_WHAT TO WORK ON_.
For this task, output every entry below exactly and omit the pictures.

_RECORDED INFORMATION_.
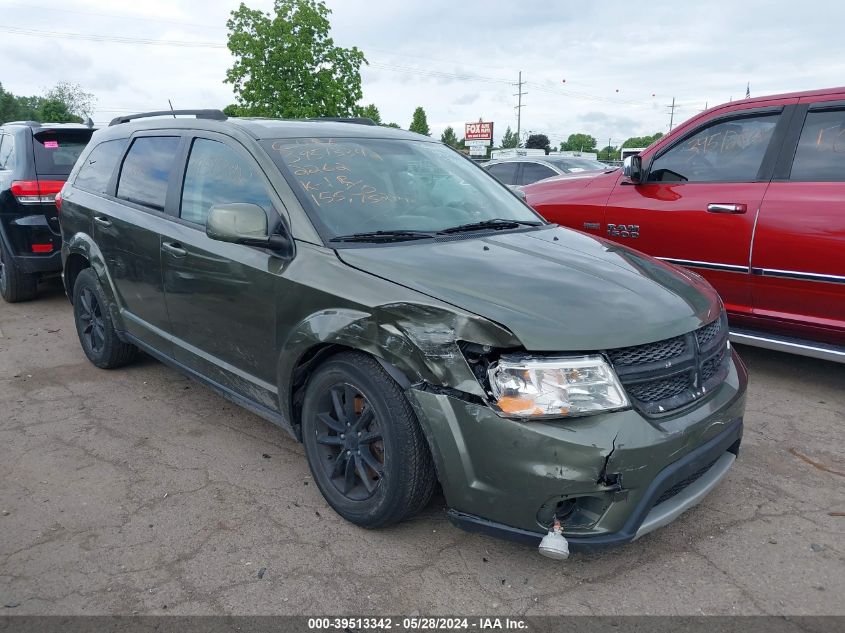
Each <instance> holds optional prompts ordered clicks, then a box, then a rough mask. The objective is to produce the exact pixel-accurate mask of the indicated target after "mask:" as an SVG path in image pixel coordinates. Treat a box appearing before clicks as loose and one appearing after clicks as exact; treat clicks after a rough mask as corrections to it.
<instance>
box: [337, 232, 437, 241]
mask: <svg viewBox="0 0 845 633" xmlns="http://www.w3.org/2000/svg"><path fill="white" fill-rule="evenodd" d="M433 236H434V233H433V232H431V231H410V230H409V231H369V232H367V233H351V234H350V235H338V236H337V237H333V238H331V239H330V240H329V241H330V242H398V241H402V240H420V239H425V238H426V237H433Z"/></svg>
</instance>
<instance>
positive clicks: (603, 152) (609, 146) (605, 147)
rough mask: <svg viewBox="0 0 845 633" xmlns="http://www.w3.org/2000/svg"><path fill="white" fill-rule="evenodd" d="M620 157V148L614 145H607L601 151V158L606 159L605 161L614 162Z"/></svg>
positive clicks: (601, 149)
mask: <svg viewBox="0 0 845 633" xmlns="http://www.w3.org/2000/svg"><path fill="white" fill-rule="evenodd" d="M618 156H619V148H618V147H613V145H607V146H605V147H603V148H602V149H601V151H600V152H599V158H604V159H605V160H612V159H614V158H617V157H618Z"/></svg>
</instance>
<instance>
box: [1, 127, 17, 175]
mask: <svg viewBox="0 0 845 633" xmlns="http://www.w3.org/2000/svg"><path fill="white" fill-rule="evenodd" d="M0 138H2V139H3V142H2V143H0V169H14V168H15V137H14V136H12V135H11V134H3V135H2V136H0Z"/></svg>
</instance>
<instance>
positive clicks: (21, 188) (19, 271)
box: [0, 121, 94, 303]
mask: <svg viewBox="0 0 845 633" xmlns="http://www.w3.org/2000/svg"><path fill="white" fill-rule="evenodd" d="M93 132H94V130H93V128H90V127H86V126H84V125H77V124H67V123H37V122H34V121H16V122H12V123H5V124H3V125H2V126H0V296H2V297H3V299H5V300H6V301H8V302H10V303H14V302H16V301H26V300H28V299H32V298H34V297H35V295H36V292H37V288H38V280H39V279H40V278H41V277H43V276H47V275H57V274H58V273H60V272H61V270H62V258H61V238H60V235H59V219H58V217H57V216H56V205H55V202H54V201H55V197H56V194H57V193H58V192H59V190H60V189H61V188H62V185H63V184H64V182H65V179H66V178H67V175H68V174H69V173H70V170H71V169H72V168H73V165H74V163H76V159H77V158H78V157H79V154H80V153H81V152H82V150H83V148H84V147H85V145H86V144H87V143H88V139H90V138H91V134H92V133H93Z"/></svg>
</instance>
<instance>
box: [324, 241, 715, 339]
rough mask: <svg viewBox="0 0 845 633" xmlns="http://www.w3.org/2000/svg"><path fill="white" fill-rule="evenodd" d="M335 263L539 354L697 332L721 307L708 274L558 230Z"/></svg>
mask: <svg viewBox="0 0 845 633" xmlns="http://www.w3.org/2000/svg"><path fill="white" fill-rule="evenodd" d="M338 257H340V259H341V260H342V261H344V262H346V263H347V264H349V265H350V266H353V267H355V268H358V269H360V270H362V271H366V272H368V273H370V274H373V275H377V276H379V277H382V278H384V279H387V280H390V281H392V282H395V283H397V284H400V285H403V286H406V287H408V288H412V289H414V290H417V291H419V292H422V293H424V294H426V295H429V296H431V297H434V298H436V299H439V300H441V301H445V302H447V303H450V304H452V305H455V306H458V307H460V308H463V309H464V310H467V311H469V312H473V313H475V314H478V315H480V316H483V317H485V318H487V319H490V320H491V321H495V322H496V323H499V324H500V325H502V326H504V327H506V328H508V329H509V330H510V331H511V332H513V334H514V335H515V336H516V337H517V338H519V340H520V341H522V344H523V345H524V346H525V348H526V349H527V350H534V351H582V350H583V351H590V350H600V349H609V348H615V347H626V346H628V345H638V344H641V343H648V342H651V341H657V340H661V339H665V338H669V337H672V336H676V335H678V334H683V333H686V332H689V331H691V330H694V329H695V328H697V327H699V326H701V325H702V324H704V323H707V322H709V321H710V320H712V319H714V318H715V317H716V316H717V315H718V313H719V310H720V306H719V299H718V296H717V295H716V292H715V291H714V290H713V288H712V287H711V286H710V285H709V284H707V282H706V281H704V280H703V279H702V278H701V277H698V276H697V275H694V274H692V273H688V272H686V271H682V270H680V269H678V268H675V267H674V266H670V265H669V264H664V263H663V262H660V261H658V260H656V259H653V258H651V257H649V256H647V255H644V254H642V253H638V252H636V251H633V250H631V249H628V248H625V247H623V246H619V245H618V244H614V243H612V242H609V241H606V240H601V239H598V238H594V237H591V236H588V235H585V234H582V233H578V232H576V231H571V230H568V229H563V228H559V227H553V228H549V229H544V230H532V231H527V232H515V233H500V234H494V235H490V236H486V237H480V238H475V239H467V238H466V237H464V238H463V239H444V240H443V241H440V242H435V243H431V242H427V243H413V242H411V243H402V244H398V245H390V246H375V247H365V248H346V249H340V250H338Z"/></svg>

_EXERCISE SOLUTION_.
Each <instance> holds optional prompts ordered clicks, then a box, then a rough mask. The objective is to produce the exact pixel-accurate mask of the indicated target after "mask:" as an SVG path in image pixel coordinates. Treat a box appearing before clicks as loose and one appearing after clicks as exact; treat clicks after a rough mask as corrections to it.
<instance>
box: [337, 232, 437, 241]
mask: <svg viewBox="0 0 845 633" xmlns="http://www.w3.org/2000/svg"><path fill="white" fill-rule="evenodd" d="M433 236H434V233H433V232H431V231H410V230H409V231H369V232H367V233H351V234H350V235H338V236H337V237H333V238H331V239H330V240H329V241H330V242H398V241H402V240H420V239H425V238H426V237H433Z"/></svg>
</instance>
<instance>
positive clicks: (603, 152) (609, 146) (605, 147)
rough mask: <svg viewBox="0 0 845 633" xmlns="http://www.w3.org/2000/svg"><path fill="white" fill-rule="evenodd" d="M620 157V148L614 145H607L601 151V158L606 159L605 161L614 162Z"/></svg>
positive clicks: (601, 149)
mask: <svg viewBox="0 0 845 633" xmlns="http://www.w3.org/2000/svg"><path fill="white" fill-rule="evenodd" d="M618 156H619V148H618V147H613V145H607V146H605V147H603V148H602V149H601V151H600V152H599V158H604V159H605V160H612V159H614V158H617V157H618Z"/></svg>
</instance>
<instance>
box: [1, 127, 17, 175]
mask: <svg viewBox="0 0 845 633" xmlns="http://www.w3.org/2000/svg"><path fill="white" fill-rule="evenodd" d="M0 138H2V139H3V142H2V143H0V169H14V168H15V137H14V136H12V135H11V134H3V135H2V136H0Z"/></svg>
</instance>
<instance>
positive clicks: (21, 188) (19, 271)
box: [0, 121, 94, 303]
mask: <svg viewBox="0 0 845 633" xmlns="http://www.w3.org/2000/svg"><path fill="white" fill-rule="evenodd" d="M93 132H94V130H93V128H90V127H86V126H84V125H77V124H67V123H37V122H34V121H16V122H12V123H5V124H3V125H2V126H0V296H2V297H3V299H5V300H6V301H8V302H10V303H14V302H16V301H26V300H28V299H32V298H34V297H35V295H36V292H37V288H38V280H39V279H40V278H41V277H43V276H47V275H57V274H58V273H60V272H61V270H62V258H61V238H60V235H59V219H58V217H57V216H56V205H55V202H54V201H55V197H56V194H57V193H58V192H59V190H60V189H61V188H62V185H63V184H64V182H65V179H66V178H67V175H68V174H69V173H70V170H71V169H72V168H73V165H74V163H76V159H77V158H78V157H79V154H80V153H81V152H82V150H83V148H84V147H85V145H86V144H87V143H88V139H90V138H91V134H92V133H93Z"/></svg>
</instance>
<instance>
box: [324, 241, 715, 339]
rough mask: <svg viewBox="0 0 845 633" xmlns="http://www.w3.org/2000/svg"><path fill="white" fill-rule="evenodd" d="M335 263L539 354L697 332L721 307L708 274L558 230Z"/></svg>
mask: <svg viewBox="0 0 845 633" xmlns="http://www.w3.org/2000/svg"><path fill="white" fill-rule="evenodd" d="M338 257H340V259H341V260H342V261H344V262H346V263H347V264H349V265H350V266H353V267H355V268H358V269H360V270H362V271H366V272H368V273H370V274H373V275H377V276H379V277H382V278H384V279H387V280H390V281H392V282H395V283H397V284H400V285H403V286H406V287H408V288H412V289H414V290H417V291H419V292H422V293H424V294H426V295H429V296H431V297H434V298H436V299H439V300H441V301H445V302H447V303H450V304H452V305H455V306H458V307H460V308H463V309H464V310H467V311H469V312H473V313H475V314H478V315H480V316H483V317H485V318H487V319H490V320H491V321H495V322H496V323H499V324H500V325H502V326H504V327H506V328H508V329H509V330H510V331H511V332H513V334H514V335H515V336H516V337H517V338H519V340H520V341H522V344H523V345H524V346H525V348H526V349H527V350H534V351H582V350H583V351H590V350H600V349H609V348H615V347H626V346H628V345H638V344H641V343H648V342H651V341H657V340H661V339H665V338H669V337H672V336H676V335H678V334H683V333H686V332H689V331H691V330H694V329H695V328H697V327H699V326H701V325H702V324H704V323H707V322H709V321H710V320H712V319H714V318H715V317H716V316H717V315H718V313H719V310H720V306H719V299H718V296H717V295H716V292H715V291H714V290H713V288H712V287H711V286H710V285H709V284H707V282H706V281H704V280H703V279H702V278H701V277H698V276H697V275H694V274H692V273H688V272H686V271H682V270H680V269H678V268H675V267H674V266H670V265H669V264H664V263H663V262H660V261H658V260H656V259H653V258H651V257H649V256H647V255H644V254H642V253H638V252H636V251H633V250H631V249H628V248H625V247H623V246H619V245H618V244H614V243H612V242H609V241H606V240H601V239H598V238H594V237H591V236H588V235H585V234H582V233H578V232H576V231H571V230H568V229H563V228H559V227H553V228H549V229H544V230H532V231H527V232H515V233H500V234H494V235H490V236H486V237H480V238H475V239H467V238H466V237H464V238H463V239H444V240H443V241H440V242H435V243H431V242H427V243H413V242H411V243H402V244H398V245H390V246H375V247H365V248H346V249H340V250H338Z"/></svg>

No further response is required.